(Beginning of MATERIAL TO PROCESS)

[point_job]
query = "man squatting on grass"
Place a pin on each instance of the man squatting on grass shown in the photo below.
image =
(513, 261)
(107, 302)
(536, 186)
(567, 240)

(End of MATERIAL TO PROCESS)

What's needed is an exact copy of every entry.

YOUR SOLUTION:
[point_job]
query = "man squatting on grass"
Place a pin on each instance of the man squatting on grass shown in the photo below.
image =
(513, 261)
(107, 302)
(536, 186)
(567, 240)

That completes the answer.